[Start of Passage provided]

From Metric Overload to Victoria: Simplifying My Observability Stack

Or: how I stopped worrying and learned to love fewer containers

The Problem With "Best Practice" Stacks

There's a certain kind of infrastructure creep that happens to every DevOps engineer who's been around long enough. You start with a simple goal — "I want to know if my servers are alive" — and a few months later you're running a distributed metrics backend, object storage, log aggregation, tracing, and a Grafana dashboard that takes long enough to load that you reconsider your life choices.

That was me.

As a freelancer, I monitor a handful of client systems and personal projects. Nothing massive — around a dozen hosts, a few applications, some databases. But over time, I'd assembled a stack that looked like it belonged in a mid-sized SaaS company. The only problem: I'm not a mid-sized SaaS company. I'm one person with a laptop, a coffee habit, and a growing suspicion that I'd massively over-engineered things.

[End of Passage provided]

* **Written problem 1**
In the observability post, list everything the writer says they were running a few months after starting with a simple goal.
* **Written problem 2**
Reproduce the observability post word for word from "That was me." to "massively over-engineered things.".
These entries have no connection to the observability post.

[Start of Extracted records]

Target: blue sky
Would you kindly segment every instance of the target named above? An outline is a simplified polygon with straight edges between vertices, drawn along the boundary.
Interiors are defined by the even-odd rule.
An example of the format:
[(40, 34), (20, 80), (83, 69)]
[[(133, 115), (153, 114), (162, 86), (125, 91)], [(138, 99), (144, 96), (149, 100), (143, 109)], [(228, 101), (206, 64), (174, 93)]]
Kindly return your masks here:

[End of Extracted records]

* **Full output 1**
a distributed metrics backend, object storage, log aggregation, tracing, a Grafana dashboard

* **Full output 2**
That was me.

As a freelancer, I monitor a handful of client systems and personal projects. Nothing massive — around a dozen hosts, a few applications, some databases. But over time, I'd assembled a stack that looked like it belonged in a mid-sized SaaS company. The only problem: I'm not a mid-sized SaaS company. I'm one person with a laptop, a coffee habit, and a growing suspicion that I'd massively over-engineered things.